## Work instructions:
Lay out all of the data below as a JSON list of strings, with one string per line and no blank lines. Leave the pictures out.

## Data entries:
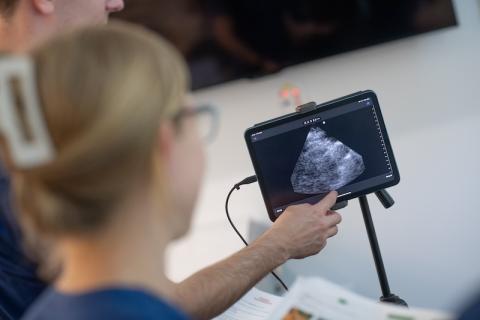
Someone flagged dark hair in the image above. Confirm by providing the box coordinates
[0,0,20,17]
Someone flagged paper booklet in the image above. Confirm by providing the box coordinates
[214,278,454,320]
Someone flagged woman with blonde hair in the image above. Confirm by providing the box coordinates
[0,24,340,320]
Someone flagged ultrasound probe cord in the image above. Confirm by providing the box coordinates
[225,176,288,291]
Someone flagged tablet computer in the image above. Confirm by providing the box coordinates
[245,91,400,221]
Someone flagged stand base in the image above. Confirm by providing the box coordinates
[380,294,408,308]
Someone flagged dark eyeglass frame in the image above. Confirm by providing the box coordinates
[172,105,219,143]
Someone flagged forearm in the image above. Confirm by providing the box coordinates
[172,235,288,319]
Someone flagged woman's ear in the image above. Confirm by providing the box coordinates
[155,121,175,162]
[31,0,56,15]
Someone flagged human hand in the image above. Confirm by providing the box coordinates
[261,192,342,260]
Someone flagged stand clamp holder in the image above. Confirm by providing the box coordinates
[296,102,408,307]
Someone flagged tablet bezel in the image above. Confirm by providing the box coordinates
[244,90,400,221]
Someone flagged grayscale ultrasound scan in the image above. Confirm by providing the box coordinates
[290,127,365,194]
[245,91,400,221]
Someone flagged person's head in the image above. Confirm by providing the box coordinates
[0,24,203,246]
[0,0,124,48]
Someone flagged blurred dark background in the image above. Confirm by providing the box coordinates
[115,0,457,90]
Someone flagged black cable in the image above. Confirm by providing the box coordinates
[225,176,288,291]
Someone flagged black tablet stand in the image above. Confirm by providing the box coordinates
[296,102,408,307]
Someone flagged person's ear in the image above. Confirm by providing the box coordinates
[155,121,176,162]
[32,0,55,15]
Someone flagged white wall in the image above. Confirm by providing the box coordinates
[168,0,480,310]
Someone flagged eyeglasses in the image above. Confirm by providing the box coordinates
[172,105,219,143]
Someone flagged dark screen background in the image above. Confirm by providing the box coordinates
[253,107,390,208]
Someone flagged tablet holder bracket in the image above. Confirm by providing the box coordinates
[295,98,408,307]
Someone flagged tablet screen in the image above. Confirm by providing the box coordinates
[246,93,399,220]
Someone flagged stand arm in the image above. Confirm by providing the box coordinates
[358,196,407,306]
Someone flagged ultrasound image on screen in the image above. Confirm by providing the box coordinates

## Response to this task:
[
  "Someone flagged dark hair in the image above. Confirm by providing the box coordinates",
  "[0,0,20,17]",
  "Someone flagged paper booklet in the image above. Confirm by providing the box coordinates",
  "[214,278,454,320]",
  "Someone flagged woman with blonde hair in the image above. Confirm by providing the box coordinates",
  "[0,24,340,320]",
  "Someone flagged ultrasound probe cord in the image above. Confirm by providing the box coordinates",
  "[225,176,288,291]",
  "Someone flagged tablet computer in the image above. Confirm by providing the box coordinates",
  "[245,91,400,221]",
  "Someone flagged stand base in the image above. Confirm by providing the box coordinates",
  "[380,294,408,308]",
  "Someone flagged dark eyeglass frame in the image above. Confirm by providing the box coordinates",
  "[172,105,219,143]",
  "Someone flagged forearm in the image above. Confirm by providing the box coordinates",
  "[172,235,288,319]",
  "Someone flagged woman's ear in the image above. Confirm by providing the box coordinates",
  "[155,121,175,162]",
  "[31,0,56,15]",
  "Someone flagged human hand in the image above. Confirm by providing the box coordinates",
  "[261,192,342,260]",
  "Someone flagged stand clamp holder in the image above. Confirm by providing the box coordinates",
  "[296,102,408,307]",
  "Someone flagged tablet bezel in the image above. Confirm by providing the box coordinates",
  "[244,90,400,221]",
  "Someone flagged grayscale ultrasound scan in the image above. Confirm by providing the box coordinates",
  "[290,127,365,194]",
  "[245,91,400,221]",
  "Someone flagged person's head in the image above. Confirm by providing the box coordinates",
  "[0,24,203,246]",
  "[0,0,124,48]",
  "Someone flagged blurred dark background in the image above. Confirm by providing the box coordinates",
  "[115,0,457,90]",
  "Someone flagged black cable in the image above. Confirm by providing the box coordinates",
  "[225,176,288,291]",
  "Someone flagged black tablet stand in the image above. Confirm by providing the box coordinates",
  "[296,102,408,307]",
  "Someone flagged person's ear in the image above. Confirm by providing the box coordinates",
  "[155,121,176,162]",
  "[32,0,55,15]",
  "Someone flagged white wall in the image above. Confirm by providing the box coordinates",
  "[168,0,480,310]",
  "Someone flagged eyeglasses in the image above. Confirm by providing the box coordinates",
  "[172,105,219,143]",
  "Someone flagged dark screen background in the image above. Confirm by providing the box coordinates",
  "[253,107,390,208]",
  "Someone flagged tablet holder bracket in the image above. Confirm by providing the box coordinates",
  "[295,98,408,307]",
  "Someone flagged tablet screen in the image above. Confirm by providing the box coordinates",
  "[246,93,399,220]",
  "Someone flagged stand arm in the image above. Confirm by providing the box coordinates",
  "[358,196,407,306]",
  "Someone flagged ultrasound image on screen in the image above. Confirm by providing the box coordinates"
]